TASK DIRECTIONS: Return the complete listing that follows, with each line reproduced exactly.

MATERIAL FOR THIS EXERCISE:
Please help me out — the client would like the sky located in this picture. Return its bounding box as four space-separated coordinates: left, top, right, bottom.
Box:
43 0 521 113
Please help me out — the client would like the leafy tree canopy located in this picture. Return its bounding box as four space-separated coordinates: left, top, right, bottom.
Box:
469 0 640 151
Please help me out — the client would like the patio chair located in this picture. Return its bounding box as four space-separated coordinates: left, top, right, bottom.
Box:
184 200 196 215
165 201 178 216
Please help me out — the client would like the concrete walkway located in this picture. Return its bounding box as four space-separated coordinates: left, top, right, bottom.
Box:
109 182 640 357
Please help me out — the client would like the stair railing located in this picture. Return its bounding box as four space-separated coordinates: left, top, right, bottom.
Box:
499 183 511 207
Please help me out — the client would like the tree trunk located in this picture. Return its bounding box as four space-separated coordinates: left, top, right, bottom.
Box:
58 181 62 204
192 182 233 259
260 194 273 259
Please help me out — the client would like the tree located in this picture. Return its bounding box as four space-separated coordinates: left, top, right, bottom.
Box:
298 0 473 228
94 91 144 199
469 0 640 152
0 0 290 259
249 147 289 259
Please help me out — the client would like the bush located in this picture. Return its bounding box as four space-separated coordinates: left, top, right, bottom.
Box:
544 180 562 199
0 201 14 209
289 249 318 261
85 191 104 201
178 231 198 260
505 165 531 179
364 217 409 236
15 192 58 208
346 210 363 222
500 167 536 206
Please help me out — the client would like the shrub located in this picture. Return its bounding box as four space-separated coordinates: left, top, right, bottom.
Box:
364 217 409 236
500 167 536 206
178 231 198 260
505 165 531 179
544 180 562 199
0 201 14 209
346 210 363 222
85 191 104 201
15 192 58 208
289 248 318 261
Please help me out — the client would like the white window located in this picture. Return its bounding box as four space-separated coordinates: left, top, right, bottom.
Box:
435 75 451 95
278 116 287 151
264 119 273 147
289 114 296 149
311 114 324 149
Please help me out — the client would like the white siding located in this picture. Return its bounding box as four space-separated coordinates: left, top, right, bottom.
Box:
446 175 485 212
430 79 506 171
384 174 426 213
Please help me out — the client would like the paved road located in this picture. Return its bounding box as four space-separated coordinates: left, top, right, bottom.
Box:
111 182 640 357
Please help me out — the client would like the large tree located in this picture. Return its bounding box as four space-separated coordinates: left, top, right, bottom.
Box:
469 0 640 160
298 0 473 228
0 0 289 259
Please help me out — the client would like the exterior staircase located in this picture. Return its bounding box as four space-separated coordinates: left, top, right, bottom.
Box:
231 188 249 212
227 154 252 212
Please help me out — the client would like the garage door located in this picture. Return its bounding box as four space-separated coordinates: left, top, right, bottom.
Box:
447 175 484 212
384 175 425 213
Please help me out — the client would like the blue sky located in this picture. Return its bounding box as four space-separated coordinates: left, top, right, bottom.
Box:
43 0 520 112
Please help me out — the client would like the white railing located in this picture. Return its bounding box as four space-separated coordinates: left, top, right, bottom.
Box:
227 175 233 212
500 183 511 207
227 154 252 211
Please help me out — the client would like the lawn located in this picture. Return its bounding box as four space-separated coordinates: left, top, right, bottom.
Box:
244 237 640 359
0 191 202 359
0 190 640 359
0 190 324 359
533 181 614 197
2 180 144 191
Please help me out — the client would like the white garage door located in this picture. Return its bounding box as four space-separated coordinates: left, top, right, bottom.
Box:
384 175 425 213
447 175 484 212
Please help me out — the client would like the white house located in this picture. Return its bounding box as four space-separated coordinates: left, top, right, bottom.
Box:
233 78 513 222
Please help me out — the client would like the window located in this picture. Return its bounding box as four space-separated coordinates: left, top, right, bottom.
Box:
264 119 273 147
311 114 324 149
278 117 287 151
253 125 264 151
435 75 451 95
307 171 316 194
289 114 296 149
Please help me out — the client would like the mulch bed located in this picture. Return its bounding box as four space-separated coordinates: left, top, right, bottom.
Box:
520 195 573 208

TASK ANSWER:
Please help me out — the client would like the sky located in this picture. Return its bounding box as four space-separated coordinates: left, top, right, bottom.
Box:
43 0 521 113
Please help me out — the client would like the leafy tree canopy located in this picture. Return its bounding box as four space-separated coordinates: left, top, right, bottom.
Box:
469 0 640 151
Please help me out — the client would like the patio chair located in this picture. Return its bounding box as four space-separated coordinates: left, top, right, bottom.
Box:
184 200 196 215
165 201 178 216
Please help me out — the client would like the concrete walkway located in this picture. Return its bounding box as four space-separated coordinates: left, top, right, bottom.
Box:
109 182 640 357
Please help me out — the client would like the stair railing located in this picture. Return its bounding box as four space-separated coordinates: left, top, right, bottom.
Box:
499 183 511 207
Please help me out — the client would like the tree trunk located in this picture. Return its bounding box as four space-separated coordinates: left, top, right, bottom.
Box:
58 181 62 204
192 182 233 259
260 194 273 259
Please help me out — the client would like the tree located in this picture. Return its bounding box as four space-separated coordinates: left, top, right, bottom.
Box:
298 0 473 228
94 91 144 199
469 0 640 152
0 0 290 259
249 147 289 259
Please help me out — the client would like the bush located in this picture. Return its bounding box as four space-separated coordinates: left, top, right, bottom.
Box:
544 180 562 199
0 201 14 209
289 249 318 261
85 191 104 201
178 231 198 260
505 165 531 179
364 217 409 236
15 192 58 208
346 210 363 222
500 167 536 206
Please help me out — the client would like the shrub located in this picture. Return its bounding box as four space-separated coordinates: left, top, right, bottom.
Box:
364 217 409 236
500 167 536 206
178 231 198 260
505 165 531 179
544 180 562 199
0 201 14 209
346 210 363 222
85 191 104 201
15 192 58 208
289 248 318 261
Please help me out — the client would like the white window located in this picture. Return its bounding box as four space-separated coordinates: left, top, right, bottom.
Box:
435 75 451 95
278 116 287 151
264 119 273 147
289 114 296 149
311 114 324 149
Please help me out — the client would like the white siding located in this picture. Return its bounding box as four space-separated coordinates: left, top, right, bottom.
Box:
446 175 485 212
430 79 506 171
384 174 426 213
Please help me out — the client would like the paved road located in this picture. Return its bounding box as four space-separated coordinates: left, top, right, bottom.
Box:
111 182 640 357
Please help me out — the client would like the large tree located in this picture. Return its bounding box as four space-separated coordinates: left, top, right, bottom.
Box:
469 0 640 160
298 0 473 228
0 0 289 259
Please help me out — the client would like the exterior staircase located in this picture. Return its bounding box as four space-separated coordinates: left, top, right, bottom.
Box:
231 188 249 212
227 154 252 212
Please help me out — the client would like the garage door located in this picture. Return its bounding box as four space-separated coordinates: left, top, right, bottom.
Box:
447 175 484 212
384 175 425 213
Please help me out — the client would like the blue sky located in this picture. Return its bounding box as four space-separated coordinates: left, top, right, bottom.
Box:
43 0 520 112
Please help me out — the client would like the white railing located in this picture. Return its bounding box as four space-separated coordinates: left, top, right, bottom.
Box:
227 175 233 212
500 183 511 207
227 154 252 211
Please help me out — the client would like the lawn located in this picture. Return its bounding box as four space-separated coordinates: left, top, right, bottom.
Box:
244 237 640 359
0 191 202 359
0 190 640 359
0 190 324 359
533 181 614 197
2 180 144 191
Please help me out — the client would like the white garage door located in this picture. Return its bounding box as four space-separated coordinates: left, top, right, bottom.
Box:
384 175 425 213
447 175 484 212
Please help me out — the client would like the white house located in this picture. Return its bounding box as four space-separated coordinates: left, top, right, bottom.
Box:
233 78 513 222
Please help me out — the client would like the window located in this picture. Return its bounding box as four space-separated coordinates: left, top, right, bottom.
Box:
264 119 273 147
311 114 324 149
278 117 287 151
253 125 264 151
435 75 451 95
307 171 316 194
289 114 296 149
Please help me out — the client would like the mulch bed located in this picture. Return its bounding box as four space-separated coordinates: left, top, right, bottom.
Box:
520 195 573 208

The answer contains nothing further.